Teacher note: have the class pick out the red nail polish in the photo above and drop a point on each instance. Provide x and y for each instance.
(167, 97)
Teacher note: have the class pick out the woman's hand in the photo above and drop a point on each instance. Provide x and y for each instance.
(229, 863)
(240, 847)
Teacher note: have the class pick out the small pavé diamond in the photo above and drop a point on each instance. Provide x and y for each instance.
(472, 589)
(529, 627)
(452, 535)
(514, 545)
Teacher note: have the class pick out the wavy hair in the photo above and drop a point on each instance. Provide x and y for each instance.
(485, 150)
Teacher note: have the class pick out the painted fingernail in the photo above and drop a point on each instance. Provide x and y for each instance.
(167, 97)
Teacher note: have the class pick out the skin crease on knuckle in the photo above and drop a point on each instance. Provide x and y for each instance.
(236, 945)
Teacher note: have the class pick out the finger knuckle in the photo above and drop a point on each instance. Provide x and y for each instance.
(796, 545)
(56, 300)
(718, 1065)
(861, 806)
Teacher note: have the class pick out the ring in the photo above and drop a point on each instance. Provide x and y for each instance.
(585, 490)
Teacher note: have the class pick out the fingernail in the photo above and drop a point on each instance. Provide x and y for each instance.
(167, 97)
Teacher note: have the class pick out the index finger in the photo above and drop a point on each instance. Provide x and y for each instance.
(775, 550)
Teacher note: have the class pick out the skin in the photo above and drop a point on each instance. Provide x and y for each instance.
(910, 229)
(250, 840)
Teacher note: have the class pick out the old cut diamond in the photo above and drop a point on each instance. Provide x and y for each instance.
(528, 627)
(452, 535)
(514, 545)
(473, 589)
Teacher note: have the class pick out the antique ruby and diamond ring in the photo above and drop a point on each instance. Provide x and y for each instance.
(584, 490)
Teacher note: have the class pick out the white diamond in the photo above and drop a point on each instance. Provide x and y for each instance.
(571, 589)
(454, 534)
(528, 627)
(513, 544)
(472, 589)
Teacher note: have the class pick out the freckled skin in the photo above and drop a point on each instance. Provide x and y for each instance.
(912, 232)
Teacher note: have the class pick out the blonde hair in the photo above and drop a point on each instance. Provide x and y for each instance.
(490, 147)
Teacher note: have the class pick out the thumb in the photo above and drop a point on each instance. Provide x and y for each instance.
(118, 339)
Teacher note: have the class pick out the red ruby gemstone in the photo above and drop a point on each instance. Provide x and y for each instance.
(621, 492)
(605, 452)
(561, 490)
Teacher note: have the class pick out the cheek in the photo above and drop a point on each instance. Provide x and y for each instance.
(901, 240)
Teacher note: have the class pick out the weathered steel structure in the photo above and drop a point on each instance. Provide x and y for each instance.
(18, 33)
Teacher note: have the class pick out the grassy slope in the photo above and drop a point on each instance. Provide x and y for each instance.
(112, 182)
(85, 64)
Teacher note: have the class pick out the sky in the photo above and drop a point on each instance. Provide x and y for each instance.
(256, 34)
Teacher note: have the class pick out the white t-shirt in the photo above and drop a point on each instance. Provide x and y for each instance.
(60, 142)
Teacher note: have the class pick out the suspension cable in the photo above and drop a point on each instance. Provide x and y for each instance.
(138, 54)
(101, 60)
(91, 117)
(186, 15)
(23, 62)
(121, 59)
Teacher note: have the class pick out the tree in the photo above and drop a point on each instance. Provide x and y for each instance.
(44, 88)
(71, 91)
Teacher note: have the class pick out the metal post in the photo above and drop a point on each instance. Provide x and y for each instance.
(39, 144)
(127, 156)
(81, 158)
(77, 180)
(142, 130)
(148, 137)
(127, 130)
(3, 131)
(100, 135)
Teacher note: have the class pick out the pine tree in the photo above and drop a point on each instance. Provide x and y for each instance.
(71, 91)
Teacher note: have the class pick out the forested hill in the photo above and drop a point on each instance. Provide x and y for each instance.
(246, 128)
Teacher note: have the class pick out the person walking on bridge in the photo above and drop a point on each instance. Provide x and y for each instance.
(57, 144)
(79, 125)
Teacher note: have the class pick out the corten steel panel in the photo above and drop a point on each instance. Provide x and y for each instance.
§
● **Your instructions**: Format all of the rows above as a JSON list of strings, with one string per line and any blank lines omitted.

● **Full answer**:
[
  "Teacher note: have the class pick out the red nail polish in the photo above and drop a point on each instance. Provide x and y for each instance.",
  "(167, 97)",
  "Teacher note: have the class pick out the woman's hand in the photo above and drop a point on each instance. Provide x and y for each instance.",
  "(229, 863)",
  "(240, 847)",
  "Teacher note: have the class pick out the small pavé diamond in the photo above and drop a point on each instance. Provide x and y for each instance.",
  "(472, 589)",
  "(529, 627)",
  "(452, 535)",
  "(514, 545)",
  "Teacher note: have the class pick out the wavy hair in the photo above and drop a point on each instance. Provide x and y for each instance.",
  "(485, 150)",
  "Teacher note: have the class pick out the painted fingernail in the photo above and drop a point on each instance. Provide x and y for each instance.",
  "(167, 97)",
  "Teacher note: have the class pick out the skin crease on knuckle in the photo above and drop a point on each instance. Provide x and y for each instance.",
  "(236, 945)",
  "Teacher note: have the class pick out the finger knuckle in the photo above and drop a point on each instance. Provide x and y for each instance.",
  "(796, 545)",
  "(56, 300)",
  "(718, 1065)",
  "(861, 806)",
  "Teacher note: have the class pick out the ring in the photo above and drop a point on each instance. Provide x and y for each instance.",
  "(585, 490)",
  "Teacher note: have the class pick out the fingernail in the photo above and drop a point on each instance. Provide x and y for each instance.",
  "(167, 97)",
  "Teacher note: have the class pick out the index finger in the photo above and drop a point on each instance. Provide x and y for each instance.",
  "(775, 550)",
  "Teacher note: have the class pick out the skin in the photo above and drop a point on each instance. Provide x and y for each instance.",
  "(910, 229)",
  "(250, 840)",
  "Teacher note: have the class pick out the old cut diamond in the photo above and drop a point on each instance. Provide x and y for each instance.",
  "(528, 627)",
  "(452, 535)",
  "(514, 545)",
  "(473, 589)",
  "Teacher note: have the class pick out the antique ruby and diamond ring in the photo above and drop a point on each instance. Provide x and y for each instance.",
  "(584, 490)",
  "Teacher note: have the class pick out the white diamond in the photo above and drop a point on each instance. Provide x and y for each instance.",
  "(571, 589)",
  "(454, 534)",
  "(528, 627)",
  "(513, 544)",
  "(472, 589)",
  "Teacher note: have the class pick out the freckled skin in the photo above and drop a point on each instance. Provide x and y for each instance.",
  "(912, 232)",
  "Teacher note: have the class pick out the blonde hair in the photo above and drop a point on each instance. Provide x and y for each instance.",
  "(490, 147)",
  "Teacher note: have the class pick out the thumb in the photo above and drop a point on each instance. Provide x and y for each instance.",
  "(118, 339)",
  "Teacher note: have the class pick out the red ruby gemstone in the photo above and drop a point on each instance. Provide x and y for each instance.",
  "(621, 492)",
  "(605, 452)",
  "(561, 490)",
  "Teacher note: have the class pick out the cheek in the photo above and drop a point on each instance. Provide x and y for each instance.",
  "(901, 240)",
  "Teacher note: have the class pick out the weathered steel structure in the photo above and drop a point on each instance. Provide x and y for each instance.",
  "(18, 33)",
  "Teacher note: have the class pick out the grassy slope in the photo above and drop a point on each instance. Provide x and y for each instance.",
  "(112, 182)",
  "(85, 64)",
  "Teacher note: have the class pick out the sky in the photo above and drop a point on each instance. Provide x and y for each instance.",
  "(256, 34)",
  "Teacher note: have the class pick out the white t-shirt in the photo above and drop a point on each instance. Provide x and y for each instance.",
  "(60, 142)",
  "Teacher note: have the class pick out the suspension cable in the photo above and drop a point on each instance. Provide x and y for each instance.",
  "(138, 54)",
  "(101, 60)",
  "(91, 117)",
  "(186, 15)",
  "(23, 62)",
  "(121, 59)",
  "Teacher note: have the class pick out the tree in the photo above and drop a point on each instance. Provide x and y for each instance.",
  "(44, 88)",
  "(71, 91)",
  "Teacher note: have the class pick out the metal post in the photo above and drop a point on each instance. Provide x and y for each instance.",
  "(39, 144)",
  "(127, 156)",
  "(81, 158)",
  "(77, 180)",
  "(142, 130)",
  "(148, 137)",
  "(127, 130)",
  "(3, 131)",
  "(100, 135)",
  "Teacher note: have the class pick out the pine tree in the photo above and drop a point on each instance. Provide x and y for each instance.",
  "(71, 91)",
  "Teacher note: have the class pick out the forested hill in the photo above and drop a point on each instance. Provide x and y for each instance.",
  "(246, 128)",
  "Teacher note: have the class pick out the person walking on bridge in the photo above and drop a point on each instance. Provide x and y for each instance.",
  "(57, 144)",
  "(79, 125)",
  "Teacher note: have the class pick out the corten steel panel in the photo above and drop a point on each instance. Provide x and y for each instance."
]